#### Available records:
** begin **

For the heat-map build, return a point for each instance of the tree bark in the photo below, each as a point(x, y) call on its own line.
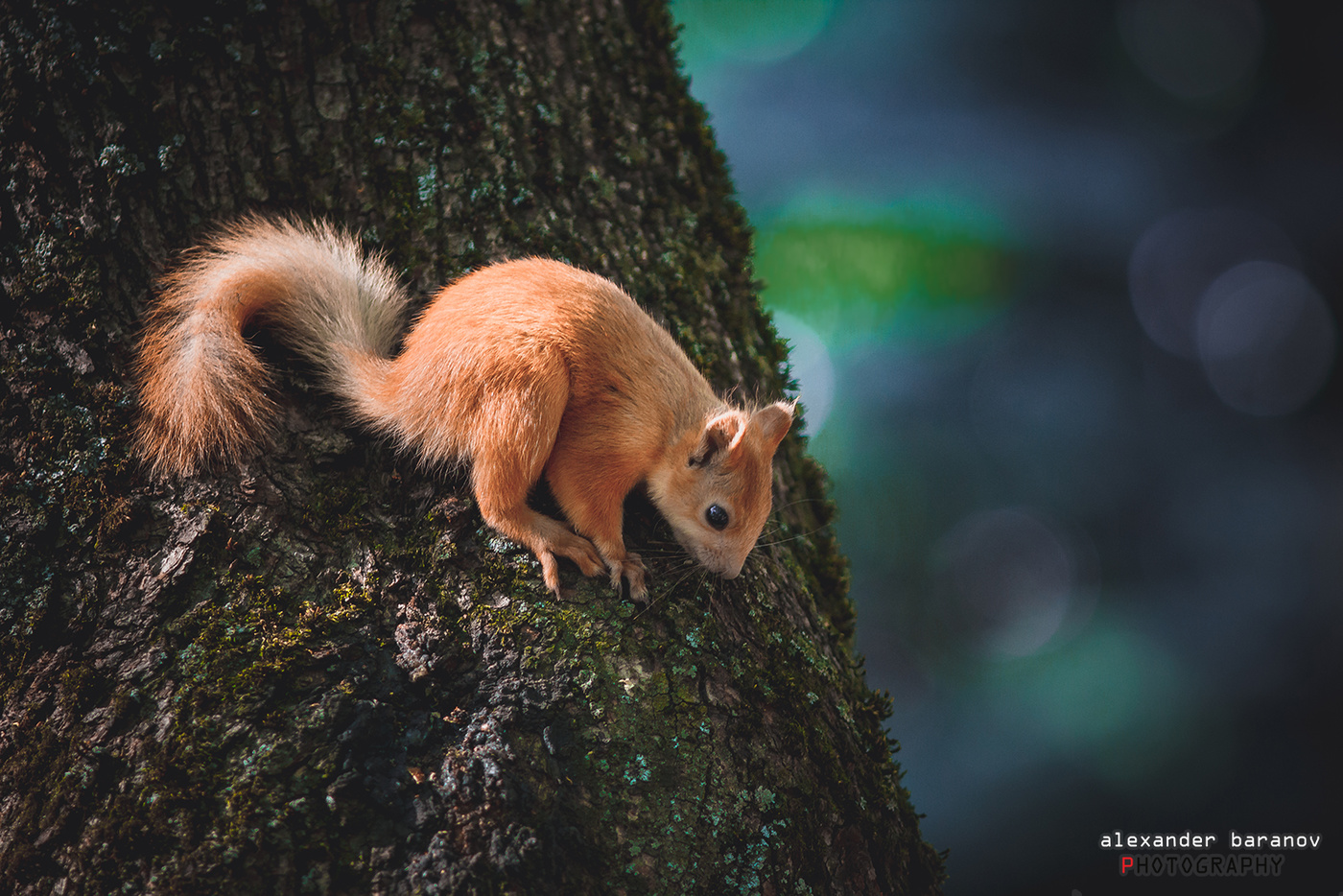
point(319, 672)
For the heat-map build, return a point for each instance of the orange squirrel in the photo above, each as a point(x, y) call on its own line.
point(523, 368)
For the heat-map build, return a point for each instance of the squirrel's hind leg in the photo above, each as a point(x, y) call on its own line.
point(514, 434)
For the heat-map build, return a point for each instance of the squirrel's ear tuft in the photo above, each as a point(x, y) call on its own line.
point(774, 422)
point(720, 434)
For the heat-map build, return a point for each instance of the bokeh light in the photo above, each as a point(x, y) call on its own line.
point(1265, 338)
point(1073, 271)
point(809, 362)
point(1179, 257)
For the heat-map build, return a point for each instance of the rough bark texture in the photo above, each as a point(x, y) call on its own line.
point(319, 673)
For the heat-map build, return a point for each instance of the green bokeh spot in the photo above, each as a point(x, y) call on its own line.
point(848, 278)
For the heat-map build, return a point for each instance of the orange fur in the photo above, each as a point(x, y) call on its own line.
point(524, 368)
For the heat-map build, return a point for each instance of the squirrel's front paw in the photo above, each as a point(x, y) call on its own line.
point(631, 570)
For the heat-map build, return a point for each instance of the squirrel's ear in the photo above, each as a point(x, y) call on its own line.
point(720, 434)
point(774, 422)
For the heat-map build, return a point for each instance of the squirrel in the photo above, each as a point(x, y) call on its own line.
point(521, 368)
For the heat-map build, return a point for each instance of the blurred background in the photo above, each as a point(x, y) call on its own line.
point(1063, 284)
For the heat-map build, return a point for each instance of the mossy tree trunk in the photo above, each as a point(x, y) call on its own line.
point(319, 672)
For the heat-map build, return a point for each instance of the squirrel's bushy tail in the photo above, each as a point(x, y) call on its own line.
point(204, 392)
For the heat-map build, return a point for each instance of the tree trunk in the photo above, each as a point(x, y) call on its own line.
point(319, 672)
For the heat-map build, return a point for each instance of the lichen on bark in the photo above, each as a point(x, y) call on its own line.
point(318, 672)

** end **
** begin **

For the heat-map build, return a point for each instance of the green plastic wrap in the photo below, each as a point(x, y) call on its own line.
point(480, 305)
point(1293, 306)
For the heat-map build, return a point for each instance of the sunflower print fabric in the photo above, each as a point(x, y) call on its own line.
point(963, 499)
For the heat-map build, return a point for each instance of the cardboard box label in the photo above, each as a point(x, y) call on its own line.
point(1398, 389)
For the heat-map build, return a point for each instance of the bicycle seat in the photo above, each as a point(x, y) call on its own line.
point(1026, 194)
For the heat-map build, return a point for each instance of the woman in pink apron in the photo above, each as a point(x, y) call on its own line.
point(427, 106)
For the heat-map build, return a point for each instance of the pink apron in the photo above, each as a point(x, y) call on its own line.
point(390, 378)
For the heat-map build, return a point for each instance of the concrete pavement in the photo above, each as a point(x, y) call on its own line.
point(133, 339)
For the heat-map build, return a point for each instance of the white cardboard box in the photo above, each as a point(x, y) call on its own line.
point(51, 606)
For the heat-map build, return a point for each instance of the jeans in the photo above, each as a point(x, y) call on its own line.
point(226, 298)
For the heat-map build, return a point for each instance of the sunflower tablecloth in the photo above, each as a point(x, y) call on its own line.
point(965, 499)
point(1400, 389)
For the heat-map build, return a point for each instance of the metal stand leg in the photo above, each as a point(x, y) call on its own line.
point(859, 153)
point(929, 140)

** end **
** begin **

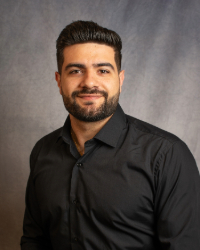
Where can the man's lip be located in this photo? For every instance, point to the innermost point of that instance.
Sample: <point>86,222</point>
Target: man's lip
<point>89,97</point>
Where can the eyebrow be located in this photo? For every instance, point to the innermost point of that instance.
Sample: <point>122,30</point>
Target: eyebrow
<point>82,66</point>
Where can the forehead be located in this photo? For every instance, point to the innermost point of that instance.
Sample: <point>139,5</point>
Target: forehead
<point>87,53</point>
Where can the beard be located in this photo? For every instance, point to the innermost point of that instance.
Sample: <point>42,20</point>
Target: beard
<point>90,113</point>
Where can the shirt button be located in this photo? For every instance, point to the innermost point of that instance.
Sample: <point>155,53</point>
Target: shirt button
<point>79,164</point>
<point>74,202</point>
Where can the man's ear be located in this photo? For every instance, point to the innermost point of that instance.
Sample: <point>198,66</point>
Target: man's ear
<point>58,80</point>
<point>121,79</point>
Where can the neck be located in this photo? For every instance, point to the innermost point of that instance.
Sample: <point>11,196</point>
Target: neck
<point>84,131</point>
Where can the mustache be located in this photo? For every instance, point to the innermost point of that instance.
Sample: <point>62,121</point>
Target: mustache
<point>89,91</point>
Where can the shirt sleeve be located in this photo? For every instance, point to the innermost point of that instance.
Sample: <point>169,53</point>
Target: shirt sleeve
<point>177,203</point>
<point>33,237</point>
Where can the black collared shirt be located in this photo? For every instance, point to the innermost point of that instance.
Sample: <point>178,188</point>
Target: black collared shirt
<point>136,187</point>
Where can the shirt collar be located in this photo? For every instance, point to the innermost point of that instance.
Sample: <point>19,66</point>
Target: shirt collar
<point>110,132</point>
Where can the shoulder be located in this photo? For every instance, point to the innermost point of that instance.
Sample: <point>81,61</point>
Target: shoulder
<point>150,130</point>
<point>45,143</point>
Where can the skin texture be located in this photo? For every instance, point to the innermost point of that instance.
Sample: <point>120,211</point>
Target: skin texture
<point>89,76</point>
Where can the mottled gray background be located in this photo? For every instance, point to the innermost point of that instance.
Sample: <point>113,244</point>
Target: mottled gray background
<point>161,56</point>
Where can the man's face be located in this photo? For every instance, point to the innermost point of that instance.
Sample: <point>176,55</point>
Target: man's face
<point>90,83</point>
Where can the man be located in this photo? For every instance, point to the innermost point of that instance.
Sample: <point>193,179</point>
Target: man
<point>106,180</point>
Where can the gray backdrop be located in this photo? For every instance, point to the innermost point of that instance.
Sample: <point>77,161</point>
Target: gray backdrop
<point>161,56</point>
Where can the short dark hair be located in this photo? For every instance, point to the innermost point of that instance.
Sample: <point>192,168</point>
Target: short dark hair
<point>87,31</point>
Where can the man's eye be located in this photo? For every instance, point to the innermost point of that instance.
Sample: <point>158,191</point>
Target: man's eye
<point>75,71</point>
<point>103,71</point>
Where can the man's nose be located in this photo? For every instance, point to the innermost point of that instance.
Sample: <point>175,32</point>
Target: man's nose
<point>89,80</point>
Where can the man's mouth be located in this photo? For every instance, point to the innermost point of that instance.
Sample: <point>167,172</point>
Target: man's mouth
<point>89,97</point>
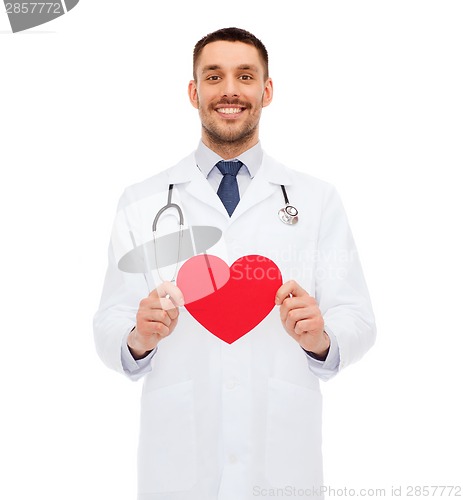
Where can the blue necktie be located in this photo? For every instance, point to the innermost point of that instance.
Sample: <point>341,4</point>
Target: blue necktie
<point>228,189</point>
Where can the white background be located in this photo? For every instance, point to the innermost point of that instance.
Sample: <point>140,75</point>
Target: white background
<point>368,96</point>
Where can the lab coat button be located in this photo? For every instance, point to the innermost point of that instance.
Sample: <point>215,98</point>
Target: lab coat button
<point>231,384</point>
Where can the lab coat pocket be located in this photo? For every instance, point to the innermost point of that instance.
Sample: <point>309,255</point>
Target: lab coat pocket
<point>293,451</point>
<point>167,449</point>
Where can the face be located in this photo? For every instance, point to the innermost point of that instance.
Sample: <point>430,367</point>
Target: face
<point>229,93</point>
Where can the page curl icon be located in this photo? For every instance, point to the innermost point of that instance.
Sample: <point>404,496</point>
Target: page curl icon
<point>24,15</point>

** end **

Copy the records word for word, beginning at the line that contains "Where can the man's lip" and stopping after the line that contains "<point>87,53</point>".

Where can the man's lip be located in this photo? For every instance, point to the innermost point of that instance.
Sample: <point>86,222</point>
Target: man's lip
<point>89,97</point>
Where can the eyebrow be located in this photo? For every instance, point to the innermost point of that instance.
Sample: <point>122,30</point>
Target: eyebrow
<point>82,66</point>
Where can the forehead be located in this photo? For every instance, point to the innermost point of that instance.
Sample: <point>139,5</point>
Target: forehead
<point>87,53</point>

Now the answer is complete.